Start of Entries supplied
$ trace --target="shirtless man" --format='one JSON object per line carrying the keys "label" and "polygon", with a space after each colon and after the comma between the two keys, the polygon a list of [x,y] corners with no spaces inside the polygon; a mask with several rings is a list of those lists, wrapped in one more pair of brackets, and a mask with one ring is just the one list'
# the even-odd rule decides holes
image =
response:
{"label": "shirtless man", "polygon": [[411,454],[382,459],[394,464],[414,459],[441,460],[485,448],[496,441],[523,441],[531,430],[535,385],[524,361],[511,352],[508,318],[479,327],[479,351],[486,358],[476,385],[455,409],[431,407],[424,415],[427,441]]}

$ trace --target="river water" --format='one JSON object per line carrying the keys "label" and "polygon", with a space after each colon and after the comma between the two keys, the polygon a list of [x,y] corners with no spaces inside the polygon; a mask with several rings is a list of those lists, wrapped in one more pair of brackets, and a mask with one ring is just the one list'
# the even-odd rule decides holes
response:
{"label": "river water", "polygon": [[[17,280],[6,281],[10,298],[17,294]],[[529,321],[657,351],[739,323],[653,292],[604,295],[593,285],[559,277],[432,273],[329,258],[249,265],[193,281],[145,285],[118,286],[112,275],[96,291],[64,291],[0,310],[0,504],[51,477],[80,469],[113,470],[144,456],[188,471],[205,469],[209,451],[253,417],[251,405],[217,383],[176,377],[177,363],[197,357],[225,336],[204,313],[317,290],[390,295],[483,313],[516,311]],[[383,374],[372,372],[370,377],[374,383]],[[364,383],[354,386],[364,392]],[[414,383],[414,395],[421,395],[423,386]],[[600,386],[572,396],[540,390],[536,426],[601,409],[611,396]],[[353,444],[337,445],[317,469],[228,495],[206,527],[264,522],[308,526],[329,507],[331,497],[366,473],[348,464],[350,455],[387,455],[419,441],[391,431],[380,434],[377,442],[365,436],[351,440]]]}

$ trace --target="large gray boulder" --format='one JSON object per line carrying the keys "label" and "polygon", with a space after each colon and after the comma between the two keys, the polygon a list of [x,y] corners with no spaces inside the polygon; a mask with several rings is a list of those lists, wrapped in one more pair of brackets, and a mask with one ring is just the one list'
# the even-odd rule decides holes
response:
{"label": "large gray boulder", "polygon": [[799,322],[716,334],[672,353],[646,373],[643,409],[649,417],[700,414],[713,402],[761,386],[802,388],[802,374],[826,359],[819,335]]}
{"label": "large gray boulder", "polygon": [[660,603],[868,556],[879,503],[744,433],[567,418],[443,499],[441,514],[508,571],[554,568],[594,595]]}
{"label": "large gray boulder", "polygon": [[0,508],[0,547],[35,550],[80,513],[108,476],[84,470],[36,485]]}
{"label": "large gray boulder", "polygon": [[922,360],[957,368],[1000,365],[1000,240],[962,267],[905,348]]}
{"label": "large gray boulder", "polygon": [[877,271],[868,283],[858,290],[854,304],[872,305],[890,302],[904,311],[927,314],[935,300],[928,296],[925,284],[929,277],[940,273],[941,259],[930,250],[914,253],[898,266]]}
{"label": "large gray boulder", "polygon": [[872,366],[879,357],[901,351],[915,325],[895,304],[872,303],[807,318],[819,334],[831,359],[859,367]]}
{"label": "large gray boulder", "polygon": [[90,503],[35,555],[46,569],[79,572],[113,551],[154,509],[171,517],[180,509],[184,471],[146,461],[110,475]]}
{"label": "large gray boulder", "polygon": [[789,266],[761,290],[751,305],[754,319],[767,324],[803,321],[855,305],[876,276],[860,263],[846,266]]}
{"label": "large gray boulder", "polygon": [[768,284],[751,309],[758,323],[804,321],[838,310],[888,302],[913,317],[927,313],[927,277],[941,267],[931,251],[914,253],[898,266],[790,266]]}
End of Entries supplied
* [Description of the task]
Each record must be repeated exactly as it is.

* [Task result]
$ trace --target="shirtless man" --format='one JSON object per line carrying the keys "label" and "polygon", with a space after each colon and after the comma between the two keys, the polygon a list of [x,y] corners with no spaces inside the polygon; a mask with several rings is a list of those lists, wrapped in one more pair of brackets, and a mask with one ring is just the one list'
# the even-odd rule decides holes
image =
response:
{"label": "shirtless man", "polygon": [[411,454],[382,459],[394,464],[414,459],[441,460],[485,448],[496,441],[523,441],[531,430],[535,385],[524,361],[511,352],[508,318],[479,327],[479,351],[486,358],[476,385],[455,409],[431,407],[424,415],[427,441]]}

$ trace --target="river water" --format='one JSON object per line carrying the keys "label" and "polygon", with a space after each colon and after the comma between the two keys, the polygon a list of [x,y] corners with no spaces inside the polygon; a mask with several rings is a list of those lists, wrapped in one more pair of brackets, and a mask with one ring is just the one list'
# the even-odd rule decides holes
response:
{"label": "river water", "polygon": [[[17,280],[6,281],[10,298],[17,294]],[[529,321],[657,351],[739,323],[653,292],[604,295],[593,285],[559,277],[432,273],[329,258],[249,265],[193,281],[145,285],[118,286],[112,275],[96,291],[64,291],[0,310],[0,504],[51,477],[80,469],[113,470],[144,456],[188,471],[205,469],[209,451],[253,417],[251,405],[217,383],[176,377],[177,363],[197,357],[225,336],[204,313],[317,290],[390,295],[483,313],[516,311]],[[383,374],[372,372],[370,377],[374,383]],[[364,383],[354,386],[364,392]],[[414,383],[414,395],[421,395],[423,386]],[[600,386],[572,396],[540,390],[536,426],[601,409],[611,396]],[[353,444],[337,445],[317,469],[228,495],[206,527],[264,522],[308,526],[329,507],[331,497],[366,473],[348,464],[350,455],[387,455],[419,441],[391,431],[380,434],[377,442],[365,436],[351,440]]]}

$ trace --target="large gray boulder" --format='one JSON object per line carrying the keys "label" and "polygon", with a space after each colon and after the comma between the two keys, the polygon a list of [x,y] corners with no spaces inside the polygon; a mask with several rings is a list of those lists, wrapped in one more pair of brackets, and a mask with one ring is just the one list'
# the even-odd rule decides holes
response:
{"label": "large gray boulder", "polygon": [[799,322],[716,334],[672,353],[646,373],[643,409],[649,417],[700,414],[713,402],[761,386],[802,388],[802,374],[826,359],[819,335]]}
{"label": "large gray boulder", "polygon": [[660,603],[868,556],[879,503],[744,433],[567,418],[443,499],[441,514],[508,571],[554,568],[594,595]]}
{"label": "large gray boulder", "polygon": [[0,508],[0,547],[35,550],[80,513],[108,476],[84,470],[36,485]]}
{"label": "large gray boulder", "polygon": [[922,360],[957,368],[1000,365],[1000,240],[962,267],[905,348]]}
{"label": "large gray boulder", "polygon": [[877,271],[868,283],[858,290],[854,304],[872,305],[890,302],[904,311],[927,314],[935,300],[928,296],[925,284],[929,277],[940,273],[941,259],[930,250],[914,253],[898,266]]}
{"label": "large gray boulder", "polygon": [[872,366],[879,357],[901,351],[915,325],[895,304],[872,303],[807,318],[819,334],[831,359],[859,367]]}
{"label": "large gray boulder", "polygon": [[90,503],[35,555],[46,569],[79,572],[113,551],[154,509],[171,517],[180,509],[184,471],[146,461],[110,475]]}
{"label": "large gray boulder", "polygon": [[789,266],[761,290],[751,305],[754,319],[767,324],[803,321],[855,305],[876,276],[860,263],[846,266]]}
{"label": "large gray boulder", "polygon": [[768,284],[751,309],[758,323],[804,321],[838,310],[888,302],[913,317],[927,313],[927,277],[941,267],[931,251],[914,253],[898,266],[790,266]]}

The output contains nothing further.